§ PAGE TEXT:

In a series of 5 T-20 matches between India and Australia, winning probability of India is `3/5` and of Australia is `2/5` . Then find the sum of mean and variance for India to win.

To solve the problem, we need to calculate the mean and variance of the number of matches India is expected to win in a series of 5 T-20 matches against Australia, given the probabilities of winning. ### Step-by-Step Solution: 1. **Identify the parameters:** - Number of matches (n) = 5 - Probability of India winning (p) = \( \frac{3}{5} \) - Probability of Australia winning (q) = \( \frac{2}{5} \) 2. **Calculate the mean (μ):** The mean (μ) for a binomial distribution is given by the formula: \[ \mu = n \times p \] Substituting the values: \[ \mu = 5 \times \frac{3}{5} = 3 \] 3. **Calculate the variance (σ²):** The variance (σ²) for a binomial distribution is given by the formula: \[ \sigma^2 = n \times p \times q \] Substituting the values: \[ \sigma^2 = 5 \times \frac{3}{5} \times \frac{2}{5} \] Simplifying: \[ \sigma^2 = 5 \times \frac{3 \times 2}{5 \times 5} = \frac{6}{5} \] 4. **Calculate the sum of mean and variance:** Now, we need to find the sum of the mean and variance: \[ \text{Sum} = \mu + \sigma^2 \] Substituting the values: \[ \text{Sum} = 3 + \frac{6}{5} \] To add these, we convert 3 into a fraction: \[ 3 = \frac{15}{5} \] Now adding: \[ \text{Sum} = \frac{15}{5} + \frac{6}{5} = \frac{21}{5} \] ### Final Answer: The sum of the mean and variance for India to win is \( \frac{21}{5} \). ---

§ DATASET:
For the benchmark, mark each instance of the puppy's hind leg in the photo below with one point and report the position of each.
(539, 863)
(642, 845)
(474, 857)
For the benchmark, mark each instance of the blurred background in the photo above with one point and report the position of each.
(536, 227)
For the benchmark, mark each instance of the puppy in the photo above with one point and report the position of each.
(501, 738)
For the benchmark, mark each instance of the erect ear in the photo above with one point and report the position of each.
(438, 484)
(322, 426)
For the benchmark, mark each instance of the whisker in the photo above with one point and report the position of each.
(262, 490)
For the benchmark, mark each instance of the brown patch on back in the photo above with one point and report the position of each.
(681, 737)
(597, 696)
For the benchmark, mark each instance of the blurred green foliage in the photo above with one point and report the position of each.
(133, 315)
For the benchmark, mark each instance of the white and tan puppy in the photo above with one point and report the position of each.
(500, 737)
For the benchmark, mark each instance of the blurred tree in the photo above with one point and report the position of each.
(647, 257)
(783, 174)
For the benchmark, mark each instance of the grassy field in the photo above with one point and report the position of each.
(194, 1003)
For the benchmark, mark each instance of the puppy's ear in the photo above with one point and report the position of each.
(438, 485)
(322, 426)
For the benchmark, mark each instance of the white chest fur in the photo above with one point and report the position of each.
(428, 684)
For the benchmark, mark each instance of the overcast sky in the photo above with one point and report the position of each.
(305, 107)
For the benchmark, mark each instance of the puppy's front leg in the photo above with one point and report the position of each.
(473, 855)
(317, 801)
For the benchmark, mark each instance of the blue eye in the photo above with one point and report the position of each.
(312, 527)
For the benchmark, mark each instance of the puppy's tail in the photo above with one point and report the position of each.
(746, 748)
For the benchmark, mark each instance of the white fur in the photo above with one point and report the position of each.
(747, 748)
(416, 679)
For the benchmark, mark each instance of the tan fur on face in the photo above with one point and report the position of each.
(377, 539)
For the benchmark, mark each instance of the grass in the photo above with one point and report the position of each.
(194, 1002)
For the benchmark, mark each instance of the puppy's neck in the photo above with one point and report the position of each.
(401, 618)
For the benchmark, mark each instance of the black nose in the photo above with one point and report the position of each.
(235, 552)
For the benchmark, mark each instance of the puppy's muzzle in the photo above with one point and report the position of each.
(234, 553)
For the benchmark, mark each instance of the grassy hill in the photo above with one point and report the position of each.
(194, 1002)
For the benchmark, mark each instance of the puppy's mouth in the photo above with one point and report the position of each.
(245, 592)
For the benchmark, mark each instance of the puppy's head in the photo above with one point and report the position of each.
* * *
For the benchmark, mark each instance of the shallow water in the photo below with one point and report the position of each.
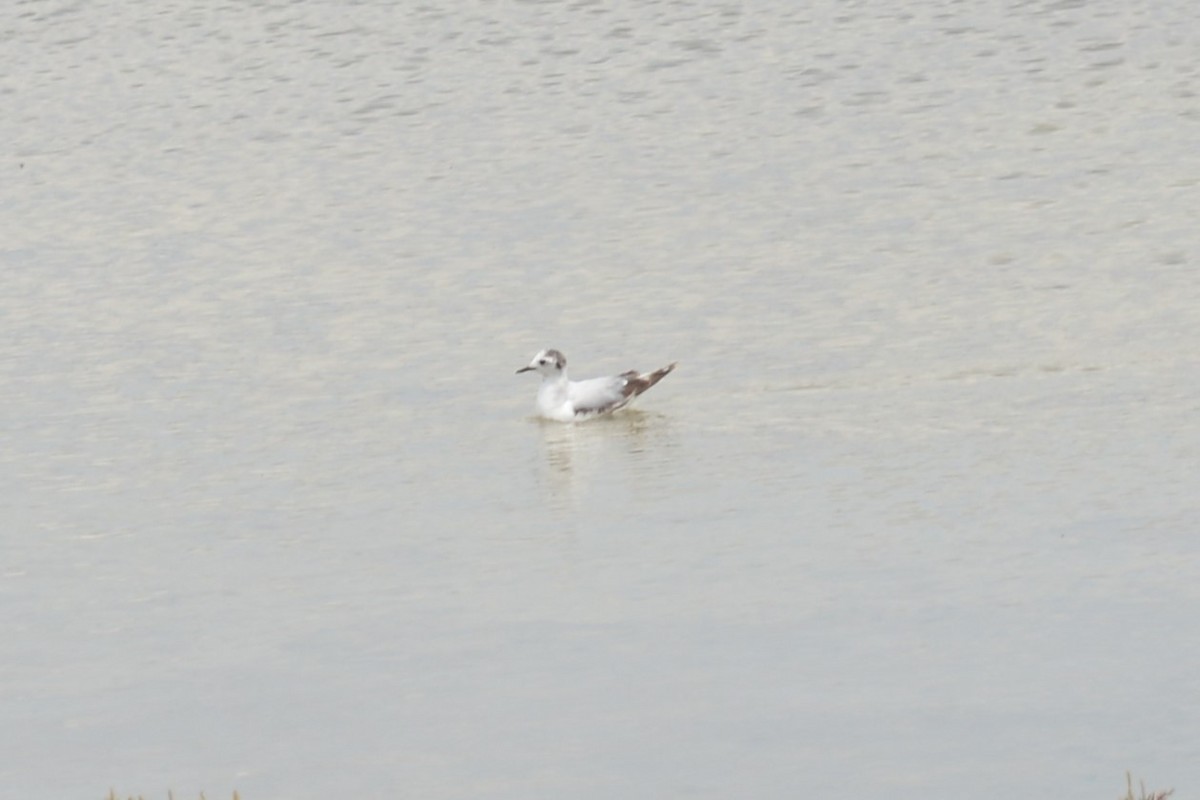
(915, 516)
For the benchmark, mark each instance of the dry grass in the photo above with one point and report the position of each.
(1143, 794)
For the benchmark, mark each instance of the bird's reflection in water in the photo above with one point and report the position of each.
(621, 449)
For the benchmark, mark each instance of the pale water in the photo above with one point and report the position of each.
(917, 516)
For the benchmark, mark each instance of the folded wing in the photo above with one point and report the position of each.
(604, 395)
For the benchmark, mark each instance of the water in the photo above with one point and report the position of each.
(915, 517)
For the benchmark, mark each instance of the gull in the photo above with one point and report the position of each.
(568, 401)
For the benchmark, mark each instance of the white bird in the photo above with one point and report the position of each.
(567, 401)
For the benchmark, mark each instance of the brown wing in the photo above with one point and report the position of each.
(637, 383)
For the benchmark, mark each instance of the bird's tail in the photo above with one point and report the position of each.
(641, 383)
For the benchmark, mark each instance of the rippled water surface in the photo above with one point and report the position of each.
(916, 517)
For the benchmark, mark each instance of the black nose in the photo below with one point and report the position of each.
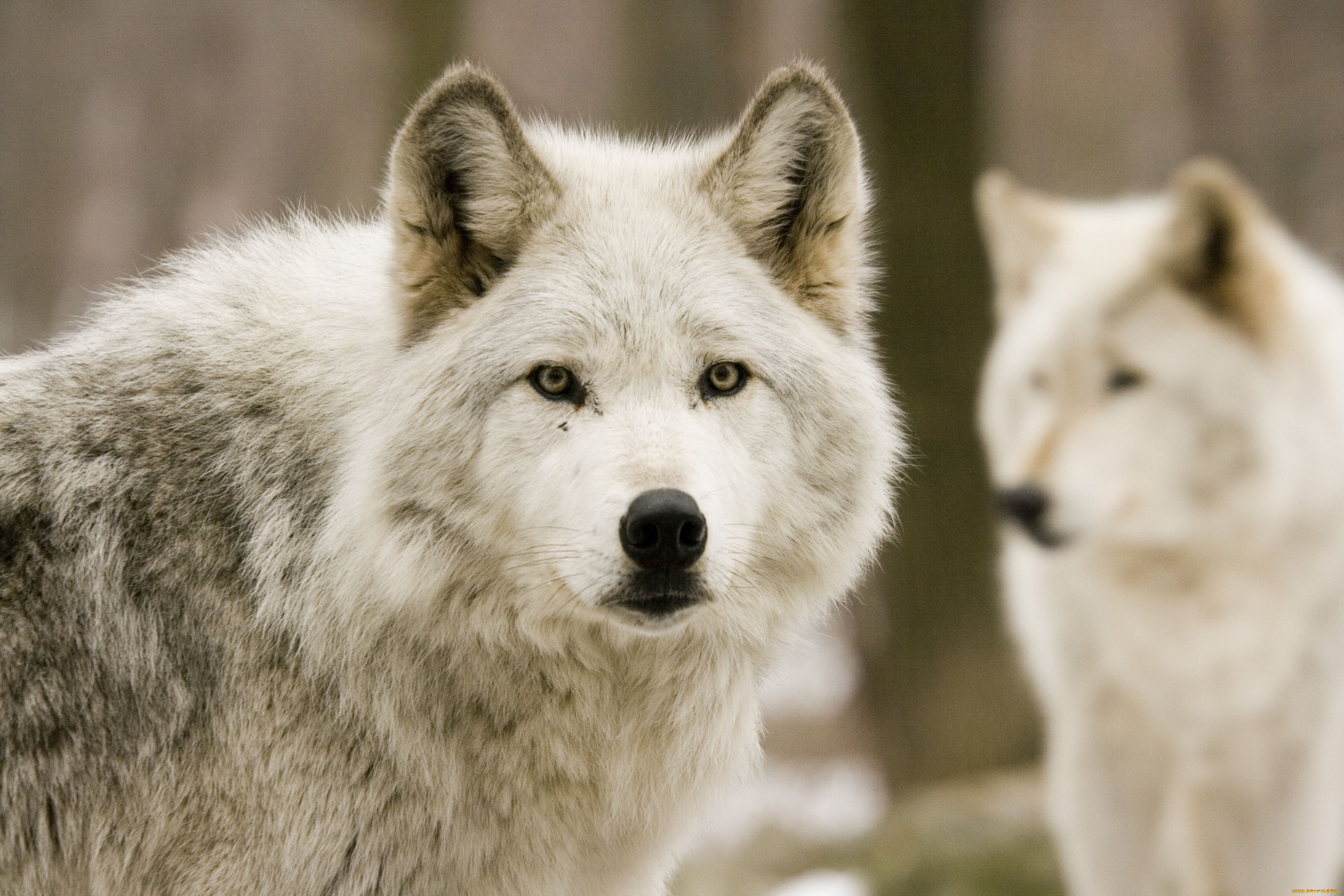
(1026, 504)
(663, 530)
--
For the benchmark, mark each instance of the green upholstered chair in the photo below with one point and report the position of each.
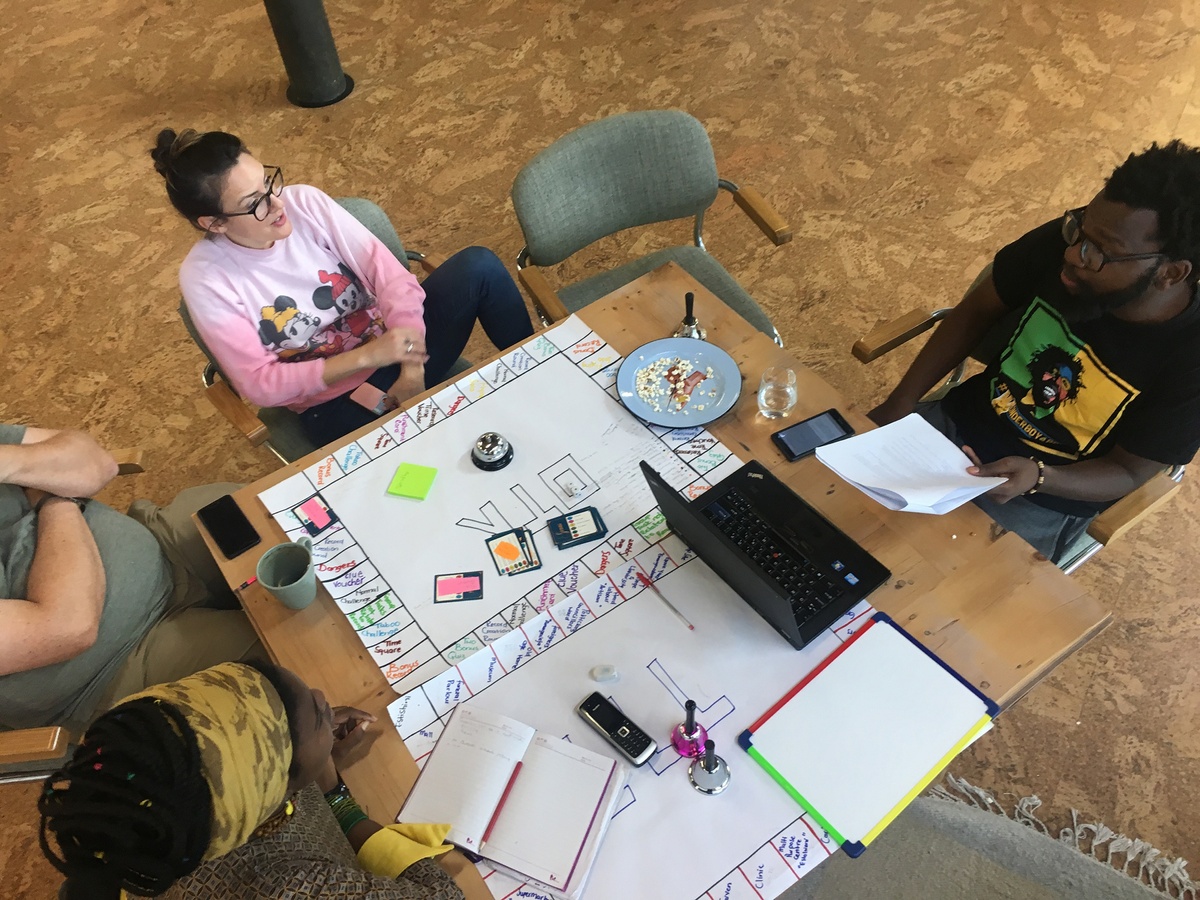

§ SHORT PROBLEM: Copy word for word the part of the cricket probability solution starting at "In a series of 5 T-20 matches between" and ending at "India to win.". The material that comes after the text is separate from it.

§ FINAL ANSWER:
In a series of 5 T-20 matches between India and Australia, winning probability of India is `3/5` and of Australia is `2/5` . Then find the sum of mean and variance for India to win.